■ **Exercise details**
Using the records underneath, tally the lines where the word "below" appears and please give only the count.

Dataset entries:
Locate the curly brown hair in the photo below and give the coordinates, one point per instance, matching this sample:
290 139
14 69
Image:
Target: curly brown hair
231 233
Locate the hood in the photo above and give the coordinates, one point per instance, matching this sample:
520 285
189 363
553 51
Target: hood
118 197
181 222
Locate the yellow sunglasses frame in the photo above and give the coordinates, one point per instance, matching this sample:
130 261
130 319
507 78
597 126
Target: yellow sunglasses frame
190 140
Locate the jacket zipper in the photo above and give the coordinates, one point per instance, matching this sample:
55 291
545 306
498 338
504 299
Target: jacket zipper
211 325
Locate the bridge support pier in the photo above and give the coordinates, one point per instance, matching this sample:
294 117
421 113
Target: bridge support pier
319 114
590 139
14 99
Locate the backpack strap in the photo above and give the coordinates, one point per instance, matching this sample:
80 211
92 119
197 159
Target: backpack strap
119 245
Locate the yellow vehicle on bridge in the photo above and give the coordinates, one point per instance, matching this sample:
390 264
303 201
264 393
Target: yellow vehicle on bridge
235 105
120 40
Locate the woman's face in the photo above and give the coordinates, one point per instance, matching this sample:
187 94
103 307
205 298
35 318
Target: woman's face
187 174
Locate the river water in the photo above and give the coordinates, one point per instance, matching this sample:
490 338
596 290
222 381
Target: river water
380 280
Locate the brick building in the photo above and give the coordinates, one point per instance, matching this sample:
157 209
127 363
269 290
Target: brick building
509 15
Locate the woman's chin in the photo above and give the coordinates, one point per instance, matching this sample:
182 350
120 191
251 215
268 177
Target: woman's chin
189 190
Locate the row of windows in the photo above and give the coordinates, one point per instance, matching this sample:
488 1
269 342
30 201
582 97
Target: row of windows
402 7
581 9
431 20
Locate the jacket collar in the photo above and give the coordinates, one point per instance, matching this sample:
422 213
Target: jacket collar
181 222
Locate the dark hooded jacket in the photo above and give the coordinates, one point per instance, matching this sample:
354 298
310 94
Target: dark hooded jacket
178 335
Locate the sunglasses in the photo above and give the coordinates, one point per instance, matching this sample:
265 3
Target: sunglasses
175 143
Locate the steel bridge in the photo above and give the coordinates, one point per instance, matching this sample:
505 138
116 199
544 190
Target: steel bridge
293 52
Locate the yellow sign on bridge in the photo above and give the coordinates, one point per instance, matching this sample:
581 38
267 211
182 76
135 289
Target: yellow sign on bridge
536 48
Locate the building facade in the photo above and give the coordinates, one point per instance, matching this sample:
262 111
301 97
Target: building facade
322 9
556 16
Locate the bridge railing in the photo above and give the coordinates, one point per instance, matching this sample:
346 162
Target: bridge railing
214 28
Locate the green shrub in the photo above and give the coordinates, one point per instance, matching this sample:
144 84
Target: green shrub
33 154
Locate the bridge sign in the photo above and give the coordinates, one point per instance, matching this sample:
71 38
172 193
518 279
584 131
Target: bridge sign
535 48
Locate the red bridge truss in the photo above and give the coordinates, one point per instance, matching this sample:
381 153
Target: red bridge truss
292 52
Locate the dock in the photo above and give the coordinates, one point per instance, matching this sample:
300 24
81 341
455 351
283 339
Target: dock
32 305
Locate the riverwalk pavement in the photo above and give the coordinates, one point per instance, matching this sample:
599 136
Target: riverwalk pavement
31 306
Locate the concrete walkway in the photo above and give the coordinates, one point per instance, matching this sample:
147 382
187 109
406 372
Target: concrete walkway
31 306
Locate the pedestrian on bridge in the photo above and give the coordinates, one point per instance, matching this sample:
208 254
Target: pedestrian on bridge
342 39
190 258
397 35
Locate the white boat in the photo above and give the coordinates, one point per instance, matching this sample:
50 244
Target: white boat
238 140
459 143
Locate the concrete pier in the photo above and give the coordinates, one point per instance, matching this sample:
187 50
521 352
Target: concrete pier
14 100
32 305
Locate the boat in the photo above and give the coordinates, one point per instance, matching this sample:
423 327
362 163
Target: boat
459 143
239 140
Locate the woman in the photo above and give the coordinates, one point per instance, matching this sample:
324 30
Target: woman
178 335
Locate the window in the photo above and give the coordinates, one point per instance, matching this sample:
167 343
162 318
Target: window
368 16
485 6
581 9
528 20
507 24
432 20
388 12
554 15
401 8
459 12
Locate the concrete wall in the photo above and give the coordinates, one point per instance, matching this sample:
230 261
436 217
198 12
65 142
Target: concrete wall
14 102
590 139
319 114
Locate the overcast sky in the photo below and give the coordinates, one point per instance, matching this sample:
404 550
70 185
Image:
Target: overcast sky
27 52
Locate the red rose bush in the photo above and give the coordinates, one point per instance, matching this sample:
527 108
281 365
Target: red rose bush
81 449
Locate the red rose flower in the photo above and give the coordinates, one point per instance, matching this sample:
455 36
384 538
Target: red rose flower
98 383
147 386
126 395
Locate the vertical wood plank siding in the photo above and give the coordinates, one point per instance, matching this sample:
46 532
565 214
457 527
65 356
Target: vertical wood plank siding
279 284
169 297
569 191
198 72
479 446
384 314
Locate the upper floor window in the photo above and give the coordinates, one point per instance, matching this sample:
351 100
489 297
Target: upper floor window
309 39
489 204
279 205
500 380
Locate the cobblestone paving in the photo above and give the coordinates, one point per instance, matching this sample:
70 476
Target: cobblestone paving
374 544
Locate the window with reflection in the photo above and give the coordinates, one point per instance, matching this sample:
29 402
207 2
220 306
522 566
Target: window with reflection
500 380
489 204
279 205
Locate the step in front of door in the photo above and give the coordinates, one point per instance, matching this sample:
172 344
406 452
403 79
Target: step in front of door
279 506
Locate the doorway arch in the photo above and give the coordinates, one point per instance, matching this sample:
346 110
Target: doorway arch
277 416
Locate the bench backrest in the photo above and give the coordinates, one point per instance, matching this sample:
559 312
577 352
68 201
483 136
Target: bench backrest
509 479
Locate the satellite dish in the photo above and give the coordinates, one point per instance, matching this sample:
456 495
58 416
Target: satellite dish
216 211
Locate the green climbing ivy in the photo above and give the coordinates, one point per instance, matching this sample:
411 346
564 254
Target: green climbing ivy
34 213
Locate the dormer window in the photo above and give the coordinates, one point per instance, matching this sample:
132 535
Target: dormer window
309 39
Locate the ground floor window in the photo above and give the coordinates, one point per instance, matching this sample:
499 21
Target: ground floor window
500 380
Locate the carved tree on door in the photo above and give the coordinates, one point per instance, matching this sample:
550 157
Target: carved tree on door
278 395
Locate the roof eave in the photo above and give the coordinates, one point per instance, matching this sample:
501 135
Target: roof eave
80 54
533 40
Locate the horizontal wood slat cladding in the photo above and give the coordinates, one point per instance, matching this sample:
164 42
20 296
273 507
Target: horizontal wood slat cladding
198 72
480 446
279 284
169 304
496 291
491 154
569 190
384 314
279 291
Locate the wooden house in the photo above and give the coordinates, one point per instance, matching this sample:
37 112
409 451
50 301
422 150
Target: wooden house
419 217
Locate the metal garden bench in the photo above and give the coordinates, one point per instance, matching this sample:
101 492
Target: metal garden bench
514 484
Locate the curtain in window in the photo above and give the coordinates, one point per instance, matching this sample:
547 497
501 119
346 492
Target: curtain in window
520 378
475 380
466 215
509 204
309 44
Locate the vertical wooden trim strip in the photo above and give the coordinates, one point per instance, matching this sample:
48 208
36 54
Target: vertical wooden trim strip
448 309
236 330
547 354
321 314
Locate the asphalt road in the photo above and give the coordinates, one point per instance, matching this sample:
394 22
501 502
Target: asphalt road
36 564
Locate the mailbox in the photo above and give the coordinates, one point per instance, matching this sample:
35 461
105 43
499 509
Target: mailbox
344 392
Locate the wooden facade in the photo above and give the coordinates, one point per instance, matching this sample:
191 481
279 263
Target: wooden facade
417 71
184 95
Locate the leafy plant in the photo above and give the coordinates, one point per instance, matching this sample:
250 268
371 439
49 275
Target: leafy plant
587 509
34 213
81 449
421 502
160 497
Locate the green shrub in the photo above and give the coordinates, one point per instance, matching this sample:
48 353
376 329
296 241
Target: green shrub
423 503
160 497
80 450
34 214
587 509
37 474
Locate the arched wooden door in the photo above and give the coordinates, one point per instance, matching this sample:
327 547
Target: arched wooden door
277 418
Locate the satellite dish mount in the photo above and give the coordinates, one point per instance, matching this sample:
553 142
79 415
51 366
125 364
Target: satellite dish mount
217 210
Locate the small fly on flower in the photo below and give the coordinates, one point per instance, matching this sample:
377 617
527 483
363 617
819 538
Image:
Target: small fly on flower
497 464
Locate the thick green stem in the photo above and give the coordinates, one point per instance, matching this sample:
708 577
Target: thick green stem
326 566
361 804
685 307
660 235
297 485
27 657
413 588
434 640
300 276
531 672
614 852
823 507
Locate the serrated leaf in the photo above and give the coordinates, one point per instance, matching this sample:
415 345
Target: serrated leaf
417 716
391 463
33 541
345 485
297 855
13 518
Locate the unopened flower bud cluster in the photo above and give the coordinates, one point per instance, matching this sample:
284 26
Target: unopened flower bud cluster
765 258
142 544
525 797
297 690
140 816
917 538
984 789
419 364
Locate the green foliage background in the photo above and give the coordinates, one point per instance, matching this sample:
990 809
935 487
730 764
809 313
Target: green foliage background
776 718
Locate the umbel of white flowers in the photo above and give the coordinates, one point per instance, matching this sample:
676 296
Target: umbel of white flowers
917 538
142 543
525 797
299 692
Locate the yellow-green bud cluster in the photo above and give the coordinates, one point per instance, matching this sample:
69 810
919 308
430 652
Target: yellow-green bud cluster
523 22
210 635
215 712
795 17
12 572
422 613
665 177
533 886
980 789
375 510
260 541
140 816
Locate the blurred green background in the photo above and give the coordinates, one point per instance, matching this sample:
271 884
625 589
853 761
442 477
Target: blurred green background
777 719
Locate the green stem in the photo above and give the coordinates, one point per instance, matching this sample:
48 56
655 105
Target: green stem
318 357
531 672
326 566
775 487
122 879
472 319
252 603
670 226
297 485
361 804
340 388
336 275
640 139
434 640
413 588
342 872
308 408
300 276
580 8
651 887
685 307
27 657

■ **Written solution**
3